Problem to work on:
The data must be written out once more, precisely as given.

Input data:
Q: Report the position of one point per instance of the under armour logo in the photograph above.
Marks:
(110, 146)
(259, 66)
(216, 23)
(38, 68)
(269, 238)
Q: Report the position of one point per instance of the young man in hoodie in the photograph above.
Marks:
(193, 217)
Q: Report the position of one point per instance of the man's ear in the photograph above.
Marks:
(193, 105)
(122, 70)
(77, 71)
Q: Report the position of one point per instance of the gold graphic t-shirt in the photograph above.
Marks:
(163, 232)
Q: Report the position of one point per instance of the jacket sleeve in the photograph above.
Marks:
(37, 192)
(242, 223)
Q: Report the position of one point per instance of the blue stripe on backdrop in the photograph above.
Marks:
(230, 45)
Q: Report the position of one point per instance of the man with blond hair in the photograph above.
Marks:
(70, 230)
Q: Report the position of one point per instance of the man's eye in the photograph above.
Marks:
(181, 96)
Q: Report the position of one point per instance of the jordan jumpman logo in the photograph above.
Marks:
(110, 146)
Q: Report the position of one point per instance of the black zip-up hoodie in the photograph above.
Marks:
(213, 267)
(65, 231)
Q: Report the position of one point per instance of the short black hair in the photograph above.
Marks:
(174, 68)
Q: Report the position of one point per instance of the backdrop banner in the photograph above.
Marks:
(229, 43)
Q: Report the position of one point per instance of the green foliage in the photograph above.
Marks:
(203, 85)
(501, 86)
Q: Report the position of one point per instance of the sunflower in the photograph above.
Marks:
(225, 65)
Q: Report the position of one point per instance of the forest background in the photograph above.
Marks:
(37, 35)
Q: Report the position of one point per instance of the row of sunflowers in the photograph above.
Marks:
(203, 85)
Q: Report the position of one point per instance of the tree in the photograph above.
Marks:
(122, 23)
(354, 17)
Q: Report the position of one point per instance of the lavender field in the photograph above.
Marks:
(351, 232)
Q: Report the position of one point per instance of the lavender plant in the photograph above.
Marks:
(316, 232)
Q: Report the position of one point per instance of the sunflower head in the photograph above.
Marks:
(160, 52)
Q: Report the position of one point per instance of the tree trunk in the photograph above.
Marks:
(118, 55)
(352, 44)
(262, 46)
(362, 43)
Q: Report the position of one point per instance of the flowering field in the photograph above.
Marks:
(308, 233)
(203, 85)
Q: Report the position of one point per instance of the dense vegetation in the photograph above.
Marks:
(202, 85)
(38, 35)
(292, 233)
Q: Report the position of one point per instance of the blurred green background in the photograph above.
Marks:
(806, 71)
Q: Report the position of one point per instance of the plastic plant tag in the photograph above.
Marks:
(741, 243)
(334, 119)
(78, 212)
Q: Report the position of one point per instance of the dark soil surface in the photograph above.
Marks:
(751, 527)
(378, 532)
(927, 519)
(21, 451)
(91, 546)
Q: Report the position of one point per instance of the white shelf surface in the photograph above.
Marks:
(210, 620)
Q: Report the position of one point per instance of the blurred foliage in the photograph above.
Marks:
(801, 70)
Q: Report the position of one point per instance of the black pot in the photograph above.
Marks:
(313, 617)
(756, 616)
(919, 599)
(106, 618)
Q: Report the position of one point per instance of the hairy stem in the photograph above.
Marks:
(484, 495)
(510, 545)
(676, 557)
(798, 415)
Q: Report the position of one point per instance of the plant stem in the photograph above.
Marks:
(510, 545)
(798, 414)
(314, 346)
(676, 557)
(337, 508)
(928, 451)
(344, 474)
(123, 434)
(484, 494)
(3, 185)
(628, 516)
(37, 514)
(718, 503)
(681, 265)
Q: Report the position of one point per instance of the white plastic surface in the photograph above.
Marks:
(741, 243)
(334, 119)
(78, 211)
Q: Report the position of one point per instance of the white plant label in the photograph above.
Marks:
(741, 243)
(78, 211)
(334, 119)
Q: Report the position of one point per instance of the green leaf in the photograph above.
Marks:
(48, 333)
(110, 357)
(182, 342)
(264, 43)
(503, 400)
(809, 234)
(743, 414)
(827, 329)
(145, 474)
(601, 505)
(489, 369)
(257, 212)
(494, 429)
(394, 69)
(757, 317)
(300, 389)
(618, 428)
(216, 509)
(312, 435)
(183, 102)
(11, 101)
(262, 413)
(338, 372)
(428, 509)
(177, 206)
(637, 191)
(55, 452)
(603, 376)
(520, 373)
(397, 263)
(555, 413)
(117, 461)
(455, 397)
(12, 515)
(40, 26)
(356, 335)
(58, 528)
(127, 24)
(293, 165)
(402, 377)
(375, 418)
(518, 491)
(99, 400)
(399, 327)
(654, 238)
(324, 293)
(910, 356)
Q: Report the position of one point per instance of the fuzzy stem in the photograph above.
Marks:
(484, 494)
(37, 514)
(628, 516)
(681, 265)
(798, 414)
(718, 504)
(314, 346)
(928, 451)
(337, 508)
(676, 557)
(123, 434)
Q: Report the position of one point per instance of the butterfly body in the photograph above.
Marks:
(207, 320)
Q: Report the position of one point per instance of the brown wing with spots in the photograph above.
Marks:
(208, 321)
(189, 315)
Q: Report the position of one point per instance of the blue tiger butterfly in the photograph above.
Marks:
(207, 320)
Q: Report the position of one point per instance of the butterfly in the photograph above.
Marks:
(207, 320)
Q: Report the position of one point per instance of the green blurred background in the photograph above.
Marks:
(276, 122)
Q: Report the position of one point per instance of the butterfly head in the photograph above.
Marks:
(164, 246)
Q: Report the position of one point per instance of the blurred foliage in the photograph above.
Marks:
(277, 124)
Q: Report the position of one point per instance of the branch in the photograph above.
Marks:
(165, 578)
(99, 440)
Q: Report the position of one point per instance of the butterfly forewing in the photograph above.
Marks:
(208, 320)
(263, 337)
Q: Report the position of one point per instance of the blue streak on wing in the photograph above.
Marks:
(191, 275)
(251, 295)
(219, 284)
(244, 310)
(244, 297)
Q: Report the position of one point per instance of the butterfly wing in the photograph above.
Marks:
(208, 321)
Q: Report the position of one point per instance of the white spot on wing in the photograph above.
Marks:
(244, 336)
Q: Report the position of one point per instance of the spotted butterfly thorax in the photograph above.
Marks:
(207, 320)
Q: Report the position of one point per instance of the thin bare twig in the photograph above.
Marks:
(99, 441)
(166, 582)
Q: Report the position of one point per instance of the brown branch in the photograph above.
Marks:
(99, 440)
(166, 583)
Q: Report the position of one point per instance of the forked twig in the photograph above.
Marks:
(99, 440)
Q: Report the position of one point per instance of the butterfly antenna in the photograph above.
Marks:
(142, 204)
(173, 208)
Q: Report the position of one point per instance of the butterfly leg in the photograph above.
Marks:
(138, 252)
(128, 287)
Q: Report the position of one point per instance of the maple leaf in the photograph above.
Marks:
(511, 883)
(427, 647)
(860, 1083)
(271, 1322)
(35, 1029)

Answer:
Q: Report the position of one point per instance of the under armour logo in the photograph above.
Marks:
(110, 146)
(259, 66)
(216, 23)
(38, 68)
(269, 238)
Q: Report the position of one point per instance of the young man in hoodie in the photograph above.
Marks:
(193, 217)
Q: Report the position of one point per instance of the man's ear in the photograph above.
Marks:
(193, 105)
(122, 70)
(77, 71)
Q: Report the position of one point per instance of the gold graphic t-shirt in the photograph above.
Marks:
(163, 232)
Q: Report the position of one point per instance of the jacket sleeve in the photograph above.
Marks:
(37, 192)
(242, 223)
Q: Report the position of one point per instance of the blue stripe on backdrop in the photograph above.
Marks:
(230, 45)
Q: Report the position of one point per instance of the man with blond hair in the photograph above.
Marks:
(70, 230)
Q: Report the position of one point per instance of the man's eye in the photograph above.
Marks:
(181, 96)
Q: Report the position of one point per instance of the jordan jumpman logo in the photograph above.
Marks:
(110, 146)
Q: Report the position of one point per instance of the black zip-up hoodie in the photograph above.
Marks:
(213, 267)
(65, 231)
Q: Report the position of one point per instance of the short black hair in the photograph above.
Marks:
(174, 68)
Q: Report the position of one point per instance of the backdrop banner in the photograph above.
Marks:
(229, 43)
Q: Report the position of one point per instance of the green foliage in the photograph above.
Marks:
(203, 85)
(501, 86)
Q: Report the position of one point per instance of the sunflower in the photograph above.
Marks:
(225, 65)
Q: Report the position of one point per instance of the forest background in the photograph above.
Marks:
(37, 35)
Q: Report the position of one point per instance of the row of sunflowers in the photograph above.
Marks:
(203, 85)
Q: Report the position of one point per instance of the tree in the photograph above.
Marks:
(122, 23)
(354, 17)
Q: Report the position of one point per instance of the lavender field in the photograph above.
Marks:
(351, 232)
Q: Report the position of one point per instance of the lavender plant in the photograph above.
Marks:
(316, 232)
Q: Report the position of one point per instance of the sunflower head in the photograph above.
Marks:
(160, 52)
Q: Report the position of one point per instance of the tree trunk in the photograph above.
Marks:
(118, 55)
(352, 44)
(262, 46)
(362, 43)
Q: Report the position of one point per instance of the flowering field in the photograph above.
Marks:
(308, 233)
(203, 85)
Q: Report the position of one point per instance of the dense vegetation in the photograph above.
Marks:
(202, 85)
(38, 35)
(292, 233)
Q: Report the position of one point per instance of the blurred green background in the photograph above.
Marks:
(806, 71)
Q: Report the position of one point per instance of the plastic plant tag in the photograph above.
Marks:
(741, 243)
(334, 119)
(78, 212)
Q: Report the position of one point per instance of the dark soil surface in the photograph above.
Marks:
(751, 527)
(378, 532)
(927, 519)
(21, 451)
(91, 546)
Q: Report the position of one point per instance of the white shelf surface in the photograph above.
Marks:
(210, 620)
Q: Report the position of one point per instance of the blurred foliage in the photograph above.
Marks:
(801, 70)
Q: Report the position of one point per instance of the black pot in the photograph above.
Marks:
(313, 617)
(756, 616)
(919, 599)
(106, 618)
Q: Report the position of one point per instance of the hairy stem in the photograph above.
Marks:
(484, 495)
(510, 545)
(676, 557)
(798, 415)
Q: Report the position of one point per instance of the plant stem in the photograph above.
Marks:
(510, 545)
(798, 414)
(314, 346)
(676, 557)
(337, 508)
(928, 451)
(344, 474)
(123, 434)
(484, 494)
(3, 185)
(628, 516)
(37, 514)
(718, 503)
(681, 265)
Q: Report the position of one point per instance of the white plastic surface in the photograph above.
Marks:
(741, 243)
(334, 119)
(78, 211)
Q: Report the position of one point per instance of the white plant label in the photograph above.
Marks:
(741, 243)
(78, 211)
(334, 119)
Q: Report the position of one point per instance of the green leaf in the photograph above.
Marks:
(48, 333)
(110, 357)
(182, 342)
(264, 43)
(503, 400)
(809, 234)
(743, 414)
(827, 329)
(145, 474)
(601, 505)
(489, 369)
(257, 212)
(494, 429)
(394, 69)
(757, 317)
(300, 389)
(618, 428)
(216, 509)
(312, 435)
(183, 102)
(11, 101)
(262, 413)
(338, 372)
(428, 509)
(177, 206)
(637, 191)
(55, 452)
(603, 376)
(520, 373)
(397, 263)
(555, 413)
(117, 461)
(455, 397)
(12, 515)
(40, 26)
(356, 335)
(58, 528)
(127, 24)
(293, 165)
(402, 377)
(375, 418)
(518, 491)
(99, 400)
(399, 327)
(654, 238)
(324, 293)
(910, 356)
Q: Report the position of one point per instance of the fuzzy stem in the photograph above.
Marks:
(484, 494)
(37, 514)
(628, 516)
(681, 265)
(798, 414)
(718, 504)
(314, 346)
(928, 451)
(337, 508)
(676, 557)
(123, 434)
Q: Report the position of one point per instance of the butterfly body in the photograph above.
Marks:
(207, 320)
Q: Report the position of one point per instance of the brown wing with spots in the photograph above.
Marks:
(208, 321)
(189, 315)
Q: Report the position of one point per instance of the blue tiger butterfly in the photograph above.
Marks:
(207, 320)
Q: Report the position of one point per instance of the butterfly in the photograph above.
Marks:
(207, 320)
Q: Report the position of one point per instance of the green blurred background in the photograph above.
Marks:
(276, 122)
Q: Report the position of one point per instance of the butterfly head in the photograph above.
Marks:
(164, 246)
Q: Report the position of one point per instance of the blurred foliage in the photograph above.
Marks:
(277, 124)
Q: Report the position of one point per instance of the branch in the photograph above.
Marks:
(165, 578)
(99, 440)
Q: Report the position of one point per instance of the butterfly forewing in the photograph above.
Marks:
(208, 320)
(263, 337)
Q: Report the position of one point per instance of the blue streak on wing in the photograph above.
Marks:
(191, 275)
(251, 295)
(219, 284)
(244, 310)
(244, 297)
Q: Report the position of one point per instance of the butterfly wing in the photograph above.
Marks:
(208, 321)
Q: Report the position of one point per instance of the white spot on wing in the photograph above.
Marks:
(244, 336)
Q: Report the position of one point per instance of the spotted butterfly thorax in the photograph above.
Marks:
(207, 320)
Q: Report the position of one point per instance of the thin bare twig in the photograph above.
Marks:
(99, 441)
(166, 582)
Q: Report the position of one point per instance of the brown branch in the photograph above.
Marks:
(99, 440)
(166, 583)
Q: Report the position of one point per instance of the forked twig in the photograph above.
Marks:
(99, 440)
Q: Report the position of one point per instance of the butterfly antenna in the photograph above.
Marks:
(142, 204)
(173, 208)
Q: Report the position of one point per instance of the butterfly leg in the photograph above.
Marks:
(138, 252)
(128, 287)
Q: Report the position of one point per instance of the maple leaf in the photograph above.
Marks:
(511, 883)
(427, 647)
(860, 1083)
(271, 1322)
(35, 1029)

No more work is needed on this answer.